» How to complete this task
Read the entries that follow and give each one again precisely.

» Data for analysis
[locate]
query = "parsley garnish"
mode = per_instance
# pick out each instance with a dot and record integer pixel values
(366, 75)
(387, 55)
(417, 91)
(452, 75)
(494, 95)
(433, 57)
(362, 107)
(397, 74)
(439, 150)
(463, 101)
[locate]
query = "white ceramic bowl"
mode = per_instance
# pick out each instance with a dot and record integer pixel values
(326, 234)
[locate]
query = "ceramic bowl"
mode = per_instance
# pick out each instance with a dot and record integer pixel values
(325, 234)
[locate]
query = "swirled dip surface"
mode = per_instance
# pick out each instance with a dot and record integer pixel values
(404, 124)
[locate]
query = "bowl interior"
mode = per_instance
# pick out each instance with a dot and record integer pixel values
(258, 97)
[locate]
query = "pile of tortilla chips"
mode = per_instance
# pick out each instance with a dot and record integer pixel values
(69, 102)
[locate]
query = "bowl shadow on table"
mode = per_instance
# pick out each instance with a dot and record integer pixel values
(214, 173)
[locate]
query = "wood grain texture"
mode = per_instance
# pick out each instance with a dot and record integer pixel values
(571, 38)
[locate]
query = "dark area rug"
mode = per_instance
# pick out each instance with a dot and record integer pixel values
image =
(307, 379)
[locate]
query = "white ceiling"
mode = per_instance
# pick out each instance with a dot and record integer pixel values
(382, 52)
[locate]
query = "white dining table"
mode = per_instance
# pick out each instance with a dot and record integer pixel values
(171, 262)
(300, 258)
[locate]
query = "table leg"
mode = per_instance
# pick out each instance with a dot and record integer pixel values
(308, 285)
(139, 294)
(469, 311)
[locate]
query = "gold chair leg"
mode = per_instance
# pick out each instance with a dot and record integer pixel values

» Reply to the task
[locate]
query = "parsley garnish"
mode = per_instance
# pick out each instance with a dot and record integer pixel values
(366, 75)
(387, 55)
(417, 91)
(452, 75)
(494, 95)
(433, 57)
(362, 107)
(397, 74)
(439, 150)
(463, 101)
[locate]
query = "white ceramic bowl"
mode = per_instance
# pick out each instance with a dot and record integer pixel values
(326, 234)
[locate]
query = "ceramic bowl"
mode = per_instance
# pick out each instance with a dot and record integer pixel values
(325, 234)
[locate]
query = "swirled dip surface"
mode = per_instance
# pick out each instance with a dot and record integer pixel values
(404, 124)
[locate]
query = "bowl interior"
mode = per_instance
# pick out each instance with a dot and record integer pixel values
(258, 97)
[locate]
query = "pile of tortilla chips"
mode = per_instance
# pick out each instance with a dot and record integer pixel values
(69, 102)
[locate]
query = "bowl shadow on table"
mode = per_instance
# pick out each instance with a dot and record integer pixel values
(214, 173)
[locate]
query = "wood grain texture"
mode = per_instance
# pick out each instance with a dot and record integer pixel values
(571, 38)
[locate]
query = "dark area rug"
mode = per_instance
# pick out each instance with a dot and record integer pixel values
image =
(307, 379)
[locate]
query = "white ceiling"
mode = per_instance
# pick out each instance with a dot and record integer pixel values
(382, 52)
[locate]
query = "white dining table"
mode = per_instance
# pick out each instance with a dot and record integer pixel values
(171, 262)
(300, 258)
[locate]
query = "table leg"
mode = per_instance
# pick out each instance with a dot and record integer pixel values
(308, 285)
(139, 294)
(469, 311)
[locate]
query = "gold chair leg"
mode = per_instance
# pick out each instance with a dot and record integer pixel values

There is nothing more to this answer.